=== Data for this exercise ===
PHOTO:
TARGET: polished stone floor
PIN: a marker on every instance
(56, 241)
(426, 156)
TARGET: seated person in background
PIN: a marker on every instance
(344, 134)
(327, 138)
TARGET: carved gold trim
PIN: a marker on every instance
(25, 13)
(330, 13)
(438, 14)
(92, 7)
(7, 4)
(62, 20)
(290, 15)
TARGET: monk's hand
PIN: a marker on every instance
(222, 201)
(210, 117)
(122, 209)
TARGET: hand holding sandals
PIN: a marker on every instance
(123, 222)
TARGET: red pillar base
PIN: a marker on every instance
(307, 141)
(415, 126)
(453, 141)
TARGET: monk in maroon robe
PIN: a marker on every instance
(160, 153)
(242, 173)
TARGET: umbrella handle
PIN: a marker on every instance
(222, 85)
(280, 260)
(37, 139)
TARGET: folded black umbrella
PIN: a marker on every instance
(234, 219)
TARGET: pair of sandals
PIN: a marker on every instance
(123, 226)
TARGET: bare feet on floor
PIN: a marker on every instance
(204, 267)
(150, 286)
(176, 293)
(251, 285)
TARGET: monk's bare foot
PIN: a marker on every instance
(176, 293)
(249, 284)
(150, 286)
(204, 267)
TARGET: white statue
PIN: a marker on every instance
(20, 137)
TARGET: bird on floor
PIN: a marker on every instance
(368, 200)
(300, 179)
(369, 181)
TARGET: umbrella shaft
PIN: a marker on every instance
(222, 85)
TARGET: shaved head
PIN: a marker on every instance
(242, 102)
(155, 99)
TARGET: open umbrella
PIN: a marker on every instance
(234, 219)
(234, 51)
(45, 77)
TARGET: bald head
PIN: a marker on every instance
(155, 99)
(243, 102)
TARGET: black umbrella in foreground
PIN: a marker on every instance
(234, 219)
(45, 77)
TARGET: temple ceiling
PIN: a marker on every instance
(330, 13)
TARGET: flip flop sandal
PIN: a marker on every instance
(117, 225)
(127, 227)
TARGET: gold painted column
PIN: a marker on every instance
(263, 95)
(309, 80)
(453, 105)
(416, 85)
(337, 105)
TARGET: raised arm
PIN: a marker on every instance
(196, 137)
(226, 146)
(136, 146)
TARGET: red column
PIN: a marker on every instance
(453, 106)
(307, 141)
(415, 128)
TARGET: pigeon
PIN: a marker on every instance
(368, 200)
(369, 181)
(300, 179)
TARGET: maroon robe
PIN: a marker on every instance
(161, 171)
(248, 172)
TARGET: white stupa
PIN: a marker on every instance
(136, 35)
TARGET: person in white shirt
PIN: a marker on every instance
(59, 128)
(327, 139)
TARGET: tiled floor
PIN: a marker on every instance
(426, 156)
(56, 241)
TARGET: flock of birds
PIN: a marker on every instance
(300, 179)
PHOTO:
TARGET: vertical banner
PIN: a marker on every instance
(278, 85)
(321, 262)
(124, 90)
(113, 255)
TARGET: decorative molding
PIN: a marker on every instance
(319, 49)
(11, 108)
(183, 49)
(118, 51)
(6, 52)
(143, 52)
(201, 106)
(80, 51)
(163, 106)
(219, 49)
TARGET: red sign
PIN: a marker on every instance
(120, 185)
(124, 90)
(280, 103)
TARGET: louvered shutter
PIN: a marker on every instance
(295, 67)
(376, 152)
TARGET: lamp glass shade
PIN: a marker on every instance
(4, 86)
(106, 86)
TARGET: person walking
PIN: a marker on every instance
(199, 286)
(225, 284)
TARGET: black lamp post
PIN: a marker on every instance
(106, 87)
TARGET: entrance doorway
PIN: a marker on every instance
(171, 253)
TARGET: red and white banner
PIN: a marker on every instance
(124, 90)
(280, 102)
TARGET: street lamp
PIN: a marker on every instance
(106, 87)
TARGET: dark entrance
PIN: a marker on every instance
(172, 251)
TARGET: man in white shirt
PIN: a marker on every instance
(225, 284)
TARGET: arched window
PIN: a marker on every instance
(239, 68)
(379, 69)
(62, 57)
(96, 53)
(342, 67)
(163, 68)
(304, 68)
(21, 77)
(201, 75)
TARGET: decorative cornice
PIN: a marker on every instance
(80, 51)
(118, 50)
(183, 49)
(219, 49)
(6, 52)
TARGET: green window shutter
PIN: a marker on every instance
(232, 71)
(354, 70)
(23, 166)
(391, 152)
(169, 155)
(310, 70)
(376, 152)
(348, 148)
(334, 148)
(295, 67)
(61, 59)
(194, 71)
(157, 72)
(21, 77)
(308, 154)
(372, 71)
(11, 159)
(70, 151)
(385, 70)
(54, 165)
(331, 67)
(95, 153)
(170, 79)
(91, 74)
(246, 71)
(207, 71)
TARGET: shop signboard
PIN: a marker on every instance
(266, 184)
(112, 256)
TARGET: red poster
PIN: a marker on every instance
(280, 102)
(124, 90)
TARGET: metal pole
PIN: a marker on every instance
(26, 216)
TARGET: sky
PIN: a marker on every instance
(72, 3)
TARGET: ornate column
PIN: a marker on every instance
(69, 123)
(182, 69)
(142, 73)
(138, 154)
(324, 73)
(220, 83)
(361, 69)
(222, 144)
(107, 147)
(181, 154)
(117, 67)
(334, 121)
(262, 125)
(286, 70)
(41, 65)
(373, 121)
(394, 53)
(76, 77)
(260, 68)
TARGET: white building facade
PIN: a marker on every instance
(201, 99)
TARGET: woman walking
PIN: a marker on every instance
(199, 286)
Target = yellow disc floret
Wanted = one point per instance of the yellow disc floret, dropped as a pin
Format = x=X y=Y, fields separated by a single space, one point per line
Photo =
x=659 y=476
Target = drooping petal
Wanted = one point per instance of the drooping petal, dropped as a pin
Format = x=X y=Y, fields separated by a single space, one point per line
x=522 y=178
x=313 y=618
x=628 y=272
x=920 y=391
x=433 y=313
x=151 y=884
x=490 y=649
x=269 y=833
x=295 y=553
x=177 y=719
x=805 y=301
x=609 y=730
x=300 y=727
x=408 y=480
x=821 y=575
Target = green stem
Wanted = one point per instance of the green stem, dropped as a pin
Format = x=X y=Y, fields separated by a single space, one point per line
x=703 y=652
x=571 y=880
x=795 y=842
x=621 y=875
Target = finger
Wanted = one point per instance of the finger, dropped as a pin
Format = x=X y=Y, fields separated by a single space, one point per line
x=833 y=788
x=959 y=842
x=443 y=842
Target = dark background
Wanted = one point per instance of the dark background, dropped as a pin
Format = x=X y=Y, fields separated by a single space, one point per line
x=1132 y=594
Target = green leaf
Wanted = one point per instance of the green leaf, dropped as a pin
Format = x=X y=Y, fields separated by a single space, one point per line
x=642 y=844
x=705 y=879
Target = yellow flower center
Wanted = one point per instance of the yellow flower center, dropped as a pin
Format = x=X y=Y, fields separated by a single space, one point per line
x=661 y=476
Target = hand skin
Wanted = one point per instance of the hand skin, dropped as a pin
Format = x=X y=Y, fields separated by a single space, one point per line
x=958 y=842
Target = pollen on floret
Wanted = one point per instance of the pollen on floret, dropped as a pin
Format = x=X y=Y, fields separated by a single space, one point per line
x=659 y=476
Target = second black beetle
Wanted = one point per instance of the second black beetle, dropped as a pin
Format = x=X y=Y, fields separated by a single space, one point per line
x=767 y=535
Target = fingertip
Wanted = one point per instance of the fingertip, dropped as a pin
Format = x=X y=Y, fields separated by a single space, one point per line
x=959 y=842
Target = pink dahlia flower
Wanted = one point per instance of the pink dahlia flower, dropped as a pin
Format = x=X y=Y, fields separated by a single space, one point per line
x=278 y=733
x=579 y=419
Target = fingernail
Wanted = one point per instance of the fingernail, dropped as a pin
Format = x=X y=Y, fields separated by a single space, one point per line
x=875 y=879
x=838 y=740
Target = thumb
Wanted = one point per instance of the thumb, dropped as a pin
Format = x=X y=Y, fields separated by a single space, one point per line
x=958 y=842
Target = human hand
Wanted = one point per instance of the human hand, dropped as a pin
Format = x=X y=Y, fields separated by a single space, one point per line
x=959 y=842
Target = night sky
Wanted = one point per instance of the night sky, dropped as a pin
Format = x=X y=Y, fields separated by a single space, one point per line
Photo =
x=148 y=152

==

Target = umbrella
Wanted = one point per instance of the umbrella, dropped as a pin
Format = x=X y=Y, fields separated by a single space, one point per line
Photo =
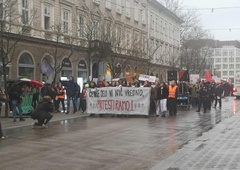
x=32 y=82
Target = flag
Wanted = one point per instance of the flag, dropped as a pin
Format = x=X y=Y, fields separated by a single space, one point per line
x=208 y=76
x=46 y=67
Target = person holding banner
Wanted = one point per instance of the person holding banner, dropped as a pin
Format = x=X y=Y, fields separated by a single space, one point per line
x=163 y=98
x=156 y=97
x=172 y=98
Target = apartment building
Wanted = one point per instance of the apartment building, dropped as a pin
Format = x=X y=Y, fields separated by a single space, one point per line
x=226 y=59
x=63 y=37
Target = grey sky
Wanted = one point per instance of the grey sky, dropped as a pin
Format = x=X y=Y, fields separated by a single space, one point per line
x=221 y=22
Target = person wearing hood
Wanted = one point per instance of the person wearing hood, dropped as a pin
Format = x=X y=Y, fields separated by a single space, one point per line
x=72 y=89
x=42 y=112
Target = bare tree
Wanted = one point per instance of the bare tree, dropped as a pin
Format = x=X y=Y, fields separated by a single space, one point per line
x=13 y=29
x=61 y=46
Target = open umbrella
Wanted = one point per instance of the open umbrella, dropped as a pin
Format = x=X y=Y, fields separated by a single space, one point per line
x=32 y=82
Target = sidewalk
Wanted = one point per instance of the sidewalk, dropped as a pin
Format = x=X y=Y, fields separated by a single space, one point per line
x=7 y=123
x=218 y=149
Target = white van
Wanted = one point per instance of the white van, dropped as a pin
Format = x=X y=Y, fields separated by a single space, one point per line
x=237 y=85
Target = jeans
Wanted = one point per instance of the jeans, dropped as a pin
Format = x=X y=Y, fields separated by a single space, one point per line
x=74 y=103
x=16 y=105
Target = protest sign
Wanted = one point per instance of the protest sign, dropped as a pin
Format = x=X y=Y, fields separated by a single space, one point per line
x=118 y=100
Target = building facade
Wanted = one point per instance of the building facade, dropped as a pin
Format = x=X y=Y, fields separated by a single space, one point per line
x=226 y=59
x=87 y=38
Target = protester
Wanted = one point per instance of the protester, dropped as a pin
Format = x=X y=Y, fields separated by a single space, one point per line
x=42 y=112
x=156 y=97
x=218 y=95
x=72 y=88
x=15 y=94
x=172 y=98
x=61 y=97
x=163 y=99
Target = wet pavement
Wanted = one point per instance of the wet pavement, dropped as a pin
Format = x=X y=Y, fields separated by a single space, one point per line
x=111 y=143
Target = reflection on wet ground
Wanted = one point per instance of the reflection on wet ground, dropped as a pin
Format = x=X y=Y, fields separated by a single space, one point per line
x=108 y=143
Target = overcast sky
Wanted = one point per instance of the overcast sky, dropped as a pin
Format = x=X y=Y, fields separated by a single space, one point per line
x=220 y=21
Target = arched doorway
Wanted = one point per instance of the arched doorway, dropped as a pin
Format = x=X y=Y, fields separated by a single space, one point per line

=== Direction ===
Can you reproduce, character for character, the lines of the data above between the line holding "Target = wet pavement" and the line holding "x=111 y=143", inclusive?

=== Full solution ===
Target = wet pavement
Wanted = one point per instance of the wet pavement, dropped as a pin
Format = x=X y=Y, fields separated by a single space, one point per line
x=111 y=143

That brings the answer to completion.